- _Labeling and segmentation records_
- - -

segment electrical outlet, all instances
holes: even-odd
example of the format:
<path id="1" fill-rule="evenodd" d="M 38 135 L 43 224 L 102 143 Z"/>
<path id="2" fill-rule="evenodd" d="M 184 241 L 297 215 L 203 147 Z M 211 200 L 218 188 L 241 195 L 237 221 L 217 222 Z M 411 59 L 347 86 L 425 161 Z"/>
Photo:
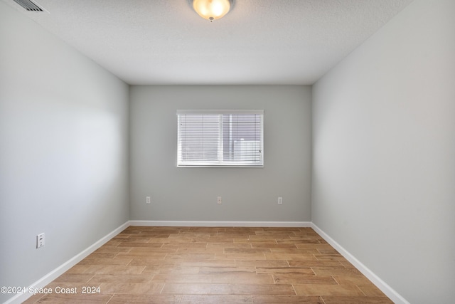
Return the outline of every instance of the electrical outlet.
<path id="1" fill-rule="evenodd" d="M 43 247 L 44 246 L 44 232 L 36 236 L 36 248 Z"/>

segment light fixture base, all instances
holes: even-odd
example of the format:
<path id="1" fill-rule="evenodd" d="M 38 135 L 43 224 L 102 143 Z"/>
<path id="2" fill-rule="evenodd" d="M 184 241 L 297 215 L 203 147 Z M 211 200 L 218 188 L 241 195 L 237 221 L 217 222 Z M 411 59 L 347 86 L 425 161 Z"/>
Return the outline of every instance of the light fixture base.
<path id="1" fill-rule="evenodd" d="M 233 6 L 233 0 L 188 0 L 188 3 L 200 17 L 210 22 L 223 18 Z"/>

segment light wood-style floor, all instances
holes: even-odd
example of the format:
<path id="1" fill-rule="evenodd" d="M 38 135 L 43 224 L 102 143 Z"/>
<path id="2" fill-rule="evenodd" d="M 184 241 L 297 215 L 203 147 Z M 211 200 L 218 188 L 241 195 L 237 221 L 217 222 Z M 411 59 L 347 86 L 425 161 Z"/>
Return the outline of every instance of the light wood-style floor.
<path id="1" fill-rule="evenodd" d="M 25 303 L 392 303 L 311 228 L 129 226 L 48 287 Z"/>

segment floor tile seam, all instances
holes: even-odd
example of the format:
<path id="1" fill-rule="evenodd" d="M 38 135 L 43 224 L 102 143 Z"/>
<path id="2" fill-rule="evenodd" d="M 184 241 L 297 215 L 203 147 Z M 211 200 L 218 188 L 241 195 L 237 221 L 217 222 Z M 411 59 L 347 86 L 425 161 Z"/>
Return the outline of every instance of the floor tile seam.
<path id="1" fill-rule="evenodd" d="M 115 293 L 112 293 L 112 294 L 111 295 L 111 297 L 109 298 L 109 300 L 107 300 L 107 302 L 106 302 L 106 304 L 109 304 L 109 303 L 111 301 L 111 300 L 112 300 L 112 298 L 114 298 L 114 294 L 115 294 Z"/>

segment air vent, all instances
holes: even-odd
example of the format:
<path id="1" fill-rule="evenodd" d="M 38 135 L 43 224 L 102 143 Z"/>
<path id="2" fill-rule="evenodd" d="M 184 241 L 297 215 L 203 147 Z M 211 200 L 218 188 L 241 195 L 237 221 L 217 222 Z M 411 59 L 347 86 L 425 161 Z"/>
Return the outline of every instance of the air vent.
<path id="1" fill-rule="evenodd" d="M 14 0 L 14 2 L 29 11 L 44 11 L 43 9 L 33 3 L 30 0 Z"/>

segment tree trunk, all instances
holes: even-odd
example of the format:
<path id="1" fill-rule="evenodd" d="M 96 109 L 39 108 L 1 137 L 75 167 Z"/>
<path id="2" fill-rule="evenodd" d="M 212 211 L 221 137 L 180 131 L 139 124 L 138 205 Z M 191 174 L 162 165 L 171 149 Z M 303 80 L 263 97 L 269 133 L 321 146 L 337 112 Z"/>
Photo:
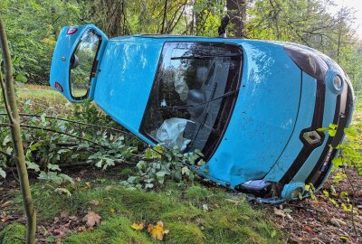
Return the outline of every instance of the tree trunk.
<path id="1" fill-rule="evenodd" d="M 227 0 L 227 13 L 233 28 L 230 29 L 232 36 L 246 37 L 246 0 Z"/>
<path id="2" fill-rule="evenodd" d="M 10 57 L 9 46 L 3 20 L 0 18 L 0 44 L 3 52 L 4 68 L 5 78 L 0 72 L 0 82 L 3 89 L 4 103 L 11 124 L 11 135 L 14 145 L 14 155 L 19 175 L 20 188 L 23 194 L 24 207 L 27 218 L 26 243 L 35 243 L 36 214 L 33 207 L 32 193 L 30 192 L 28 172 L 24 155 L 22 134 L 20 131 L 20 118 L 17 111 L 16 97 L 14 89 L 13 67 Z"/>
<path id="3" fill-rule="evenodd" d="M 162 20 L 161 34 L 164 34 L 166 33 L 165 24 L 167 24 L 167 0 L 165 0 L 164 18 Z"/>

- - -

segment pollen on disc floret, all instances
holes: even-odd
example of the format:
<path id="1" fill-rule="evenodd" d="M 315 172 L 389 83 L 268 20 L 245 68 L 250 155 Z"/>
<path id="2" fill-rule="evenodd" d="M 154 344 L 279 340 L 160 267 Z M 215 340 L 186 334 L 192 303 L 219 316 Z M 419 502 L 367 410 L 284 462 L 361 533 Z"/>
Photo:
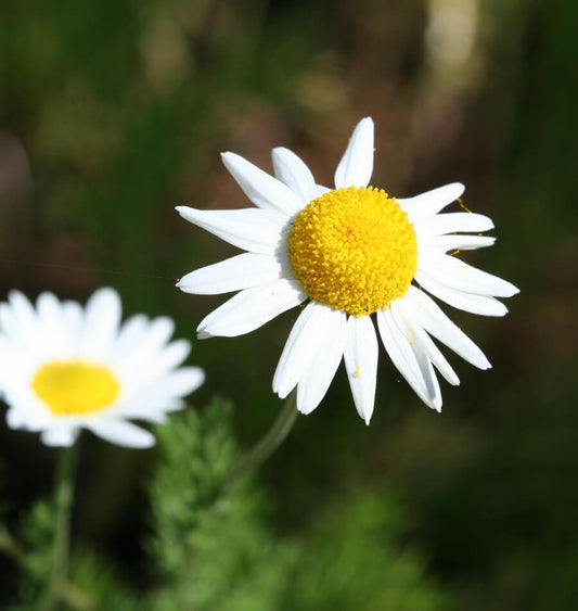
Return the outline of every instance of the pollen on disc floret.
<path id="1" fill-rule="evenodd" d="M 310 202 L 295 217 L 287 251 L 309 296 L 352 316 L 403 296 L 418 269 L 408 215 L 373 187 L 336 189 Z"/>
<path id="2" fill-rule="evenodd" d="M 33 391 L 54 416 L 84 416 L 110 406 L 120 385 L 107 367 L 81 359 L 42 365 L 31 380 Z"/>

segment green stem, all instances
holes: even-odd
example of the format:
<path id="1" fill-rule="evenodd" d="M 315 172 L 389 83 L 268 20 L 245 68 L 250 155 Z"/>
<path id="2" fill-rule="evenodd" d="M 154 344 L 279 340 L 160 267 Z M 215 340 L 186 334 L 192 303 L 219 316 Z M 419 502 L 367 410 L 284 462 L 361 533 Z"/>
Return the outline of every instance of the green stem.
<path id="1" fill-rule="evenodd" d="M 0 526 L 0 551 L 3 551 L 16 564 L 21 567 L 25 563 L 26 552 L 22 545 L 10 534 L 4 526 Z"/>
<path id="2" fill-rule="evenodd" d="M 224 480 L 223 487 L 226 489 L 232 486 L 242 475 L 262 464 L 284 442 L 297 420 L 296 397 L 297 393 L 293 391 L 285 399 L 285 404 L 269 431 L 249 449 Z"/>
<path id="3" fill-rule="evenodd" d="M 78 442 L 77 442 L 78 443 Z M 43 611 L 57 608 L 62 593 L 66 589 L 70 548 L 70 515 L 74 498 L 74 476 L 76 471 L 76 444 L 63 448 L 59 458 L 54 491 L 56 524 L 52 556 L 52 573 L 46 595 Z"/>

- - -

- _Required task_
Convert the lines above, from the one containing "segment air vent, all instances" through the one containing "14 0 L 14 2", both included, into a numbered list that leaves out blank lines.

- _The result_
1. segment air vent, all instances
2. holes: even-odd
3. example of the format:
4. <path id="1" fill-rule="evenodd" d="M 38 135 L 43 224 L 102 143 Z"/>
5. <path id="2" fill-rule="evenodd" d="M 184 241 L 297 215 L 203 147 Z M 211 200 L 218 188 L 241 195 L 237 221 L 217 222 Z M 411 59 L 347 86 L 425 161 Z"/>
6. Return the outline of every instance of the air vent.
7. <path id="1" fill-rule="evenodd" d="M 14 0 L 14 2 L 29 11 L 44 11 L 43 9 L 33 3 L 30 0 Z"/>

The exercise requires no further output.